* Given text *

=======

Beyond The Mists of Katarakt: Geeked Presents A Retrospective of H. R. Giger.

Giger with cape

Beyond the Mists of the Katarakt: Geeked Presents A Retrospective of H.R. Giger. 

By Bob Pastorella


I first discovered Hans Rudolf ‘Ruedi’ Giger’s work when I was just a teenager, though at the time, I was much too young to put all the connections together. The science-fiction horror film Alien was playing on the Showtime premium channel, and I admit my motivations for watching the film were not in hopes of finally seeing a popular scary movie. Several of my peers made mention of the scenes at the end featuring the main actress wearing only a tank top and tiny underwear, trying to exit her space ship in an escape pod, unaware the film’s alien antagonist was hiding in the escape pod as well. The moment of reveal, when the creature is finally exposed to our heroine, and the audience, burned into my mind’s eye, captivating my imagination even more than the beautiful, scantily clad star of the show, Sigourney Weaver.  

 This was years before the internet, and at this time, it was difficult finding any information about this monster maker, this H.R Giger, pronounced Gee-ger with two hard g’s, whose name was frequently mentioned in the pages of horror movie magazines such as Fangoria and Famous Monsters of Filmland. Those glossy photos were mere seeds of inspiration, forming tenuous connections within my fertile imagination, compelling me to create my own fantastic worlds. Yes, it was Ray Bradbury that made me want to write, but my stories were filled with the monsters Giger created.  

 It’s not difficult to pin down exactly what it is about Giger’s work that makes him so popular. Beautiful, yet grotesque, disturbing and erotic, his art brings our nightmares and fantasies to life. To understand his art, you must know his background. Giger suffers from night-terrors, and turned to painting as a form of therapy. He studied industrial design in Zurich in the mid 60’s, giving him the skill set to create the stunning landscapes he’s painted throughout the years. The majority of the art he is most known for stems from this education. With an airbrush and acrylic paint, he utilized pieces of metal grids as stencils to paint the backgrounds, his imagination filling in the rest. Heavily influenced by Austrian painter Ernst Fuchs and Spanish surrealist Salvador Dali, Giger blazed his own trail by using his inner demons with the techniques of the masters.

=======

* Dataset extract *
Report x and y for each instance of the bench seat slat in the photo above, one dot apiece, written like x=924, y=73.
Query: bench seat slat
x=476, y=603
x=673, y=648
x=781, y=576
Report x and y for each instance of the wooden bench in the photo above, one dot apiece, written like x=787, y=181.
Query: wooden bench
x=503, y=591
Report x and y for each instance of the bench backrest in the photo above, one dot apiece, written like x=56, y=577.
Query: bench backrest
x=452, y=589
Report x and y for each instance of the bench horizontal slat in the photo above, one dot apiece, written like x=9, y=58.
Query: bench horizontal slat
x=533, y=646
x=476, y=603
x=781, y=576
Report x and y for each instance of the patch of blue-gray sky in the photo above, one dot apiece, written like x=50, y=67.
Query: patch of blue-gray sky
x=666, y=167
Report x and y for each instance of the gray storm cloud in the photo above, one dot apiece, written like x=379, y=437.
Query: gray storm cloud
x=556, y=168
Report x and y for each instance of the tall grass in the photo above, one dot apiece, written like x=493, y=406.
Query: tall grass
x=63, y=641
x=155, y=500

=======

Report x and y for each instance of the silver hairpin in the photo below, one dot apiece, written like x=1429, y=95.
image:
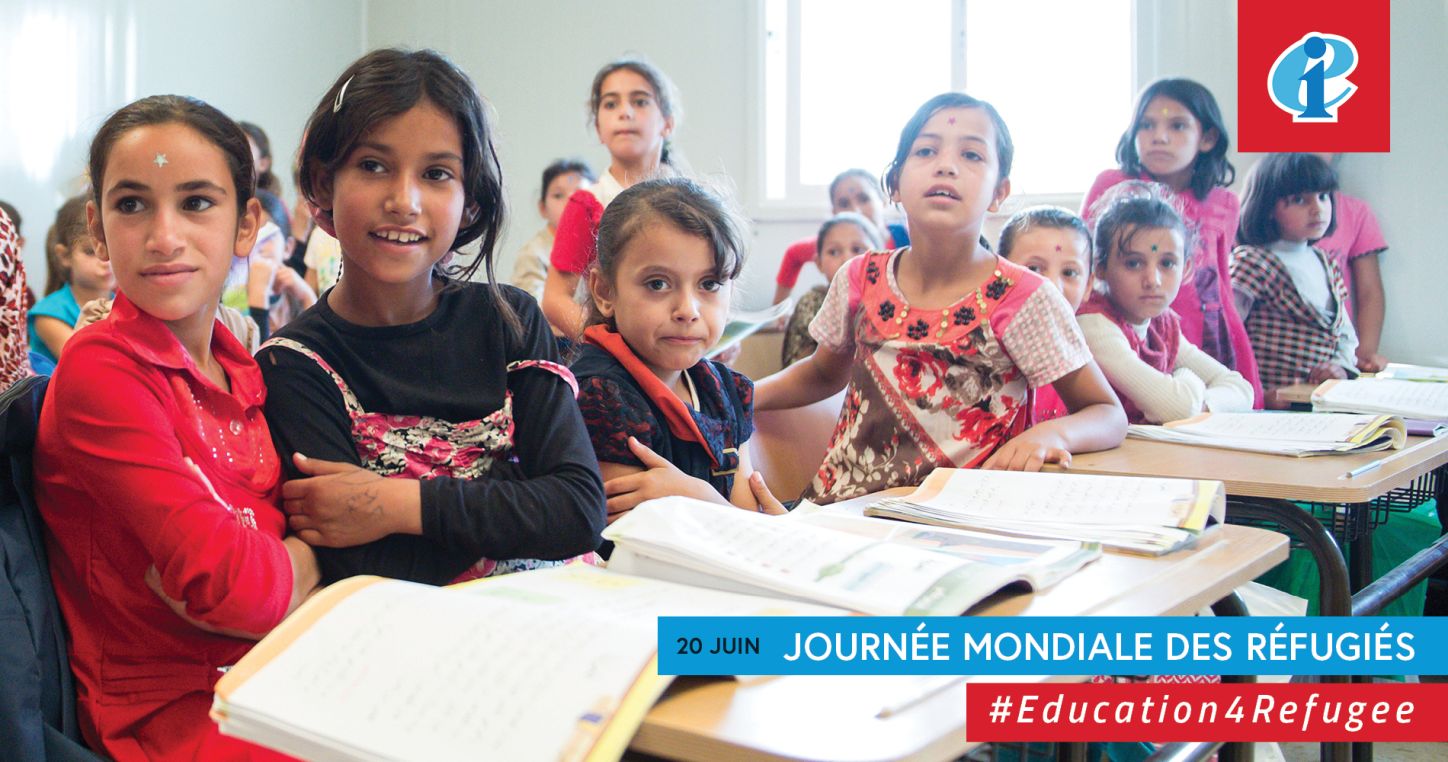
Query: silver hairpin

=======

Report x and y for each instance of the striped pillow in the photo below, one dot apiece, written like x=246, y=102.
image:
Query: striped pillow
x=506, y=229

=======

* Required tasks *
• a. In the Giger retrospective, what did Giger study in Zurich in the mid-1960s?
• b. Summarize the Giger retrospective in three sentences.
• c. Continue the Giger retrospective from its last sentence.

* Results for each task *
• a. Industrial design.

• b. The writer first met H. R. Giger's work as a teenager watching Alien on Showtime, where the creature's reveal captivated him more than the film's star. In the years before the internet, the writer found Giger only in magazines such as Fangoria and Famous Monsters of Filmland, and those photos filled his own stories with Giger's monsters. Giger suffers from night terrors and turned to painting as therapy, and he drew on his industrial design training in Zurich, airbrush and acrylic work with metal-grid stencils, and the influence of Ernst Fuchs and Salvador Dali.

• c.
 Alien became such a monumental success that it spawned several sequels and made Giger a household name for people in the horror business. He had several exhibitions through the years, and has published books of his art, some of which are now out of print and fetch rather high prices online. A new copy of his first collection, Necronomicon, is listed online from private collectors from $250 and up. I managed to find a copy of his second collection, Necronomicon II, for a reasonable price online. Used, but in pristine condition, that particular tome is one my most treasured possessions. 

 It’s both odd and comforting to know that Giger does not maintain an online social persona. His website, contains links to his museum website, his publisher here in the states, and Amazon links for his books. I say it’s comforting because his reasons for not maintaining an online presence is to not come under the influence of things he might come across on the internet. He doesn’t do email, or surf the web, and will only conduct interviews at his museum. He is a pure artist, harnessing his inner demons for the art he produces, unfettered by outside influences. 

 There is one tidbit of information I found very strange at his website was the mention of Giger signing autographs. He dislikes signing mere pieces of paper, but is more than happy to sign one his books, prints, or posters. 

 “Please note that Giger feels very uncomfortable when the interest appears to be more about his person than in his artwork and he tries to discourage celebrity worship and cult mentality.”

 In this day and age, one can never be too careful.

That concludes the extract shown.